### Prompt
Copy out the entries in full and with complete accuracy; pictures are excluded.
::::::
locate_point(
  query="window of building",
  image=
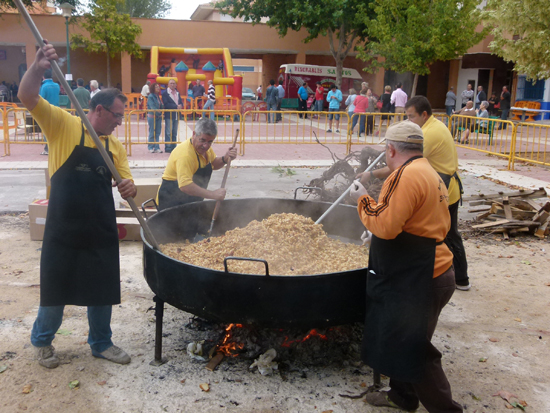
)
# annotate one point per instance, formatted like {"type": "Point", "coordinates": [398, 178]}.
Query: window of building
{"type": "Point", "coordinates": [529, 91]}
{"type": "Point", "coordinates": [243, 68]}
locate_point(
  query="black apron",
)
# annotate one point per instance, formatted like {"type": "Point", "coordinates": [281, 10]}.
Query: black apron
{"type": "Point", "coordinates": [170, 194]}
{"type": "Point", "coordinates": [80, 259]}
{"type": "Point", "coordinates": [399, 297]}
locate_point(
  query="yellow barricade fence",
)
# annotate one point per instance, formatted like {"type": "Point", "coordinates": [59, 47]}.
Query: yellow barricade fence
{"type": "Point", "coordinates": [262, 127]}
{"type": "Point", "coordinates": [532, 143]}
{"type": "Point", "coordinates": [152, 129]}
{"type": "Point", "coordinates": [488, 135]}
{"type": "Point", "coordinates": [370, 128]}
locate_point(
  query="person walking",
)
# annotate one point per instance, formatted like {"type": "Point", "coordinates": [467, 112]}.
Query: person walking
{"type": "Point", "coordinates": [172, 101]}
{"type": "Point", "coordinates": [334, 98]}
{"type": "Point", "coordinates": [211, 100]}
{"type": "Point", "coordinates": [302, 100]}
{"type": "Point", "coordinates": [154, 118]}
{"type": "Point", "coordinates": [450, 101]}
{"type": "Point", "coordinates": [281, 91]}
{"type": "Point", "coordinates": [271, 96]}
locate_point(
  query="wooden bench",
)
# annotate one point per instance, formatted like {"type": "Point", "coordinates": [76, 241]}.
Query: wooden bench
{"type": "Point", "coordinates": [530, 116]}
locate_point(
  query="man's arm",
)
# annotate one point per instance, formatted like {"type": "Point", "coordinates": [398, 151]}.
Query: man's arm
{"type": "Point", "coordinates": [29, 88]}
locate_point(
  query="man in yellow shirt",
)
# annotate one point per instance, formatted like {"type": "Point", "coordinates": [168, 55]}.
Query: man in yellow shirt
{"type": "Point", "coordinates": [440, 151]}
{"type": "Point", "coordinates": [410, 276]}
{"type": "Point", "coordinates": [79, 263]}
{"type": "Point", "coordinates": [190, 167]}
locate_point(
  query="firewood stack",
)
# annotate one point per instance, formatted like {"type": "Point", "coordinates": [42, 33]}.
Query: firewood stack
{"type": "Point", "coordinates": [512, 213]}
::::::
### Solution to this problem
locate_point(
  query="window of building",
  image=
)
# annotate one point per instance, formatted like {"type": "Point", "coordinates": [398, 178]}.
Query: window of building
{"type": "Point", "coordinates": [529, 91]}
{"type": "Point", "coordinates": [243, 68]}
locate_point(
  query="black apron",
)
# annotate one point per instance, formatted like {"type": "Point", "coordinates": [281, 10]}.
Query: black apron
{"type": "Point", "coordinates": [170, 194]}
{"type": "Point", "coordinates": [80, 259]}
{"type": "Point", "coordinates": [399, 297]}
locate_point(
  query="yellow barricade fence",
)
# annotate one point per instance, formatted like {"type": "Point", "coordinates": [59, 47]}.
Query: yellow barricade fence
{"type": "Point", "coordinates": [262, 127]}
{"type": "Point", "coordinates": [532, 143]}
{"type": "Point", "coordinates": [152, 129]}
{"type": "Point", "coordinates": [488, 135]}
{"type": "Point", "coordinates": [370, 128]}
locate_point(
  query="person walking",
)
# annotate one point per instance, formatted like {"type": "Point", "coordinates": [467, 112]}.
Query: person walking
{"type": "Point", "coordinates": [172, 101]}
{"type": "Point", "coordinates": [334, 98]}
{"type": "Point", "coordinates": [211, 100]}
{"type": "Point", "coordinates": [302, 100]}
{"type": "Point", "coordinates": [154, 118]}
{"type": "Point", "coordinates": [450, 101]}
{"type": "Point", "coordinates": [281, 91]}
{"type": "Point", "coordinates": [271, 96]}
locate_point(
  query="wooden bench",
)
# annotate one point per instance, formatted like {"type": "Point", "coordinates": [76, 241]}.
Query: wooden bench
{"type": "Point", "coordinates": [530, 116]}
locate_point(
  query="man's arm",
)
# annotate one point per instance, formatted like {"type": "Point", "coordinates": [398, 151]}.
Query: man's arm
{"type": "Point", "coordinates": [29, 88]}
locate_point(
  query="man in yellow shirt",
)
# annotate one point per instance, formatted like {"type": "Point", "coordinates": [168, 55]}.
Query: man in yellow shirt
{"type": "Point", "coordinates": [440, 151]}
{"type": "Point", "coordinates": [410, 276]}
{"type": "Point", "coordinates": [79, 263]}
{"type": "Point", "coordinates": [190, 167]}
locate_point(
  query="firewood stack",
)
# annotate one point per instance, formatted like {"type": "Point", "coordinates": [42, 33]}.
Query: firewood stack
{"type": "Point", "coordinates": [512, 213]}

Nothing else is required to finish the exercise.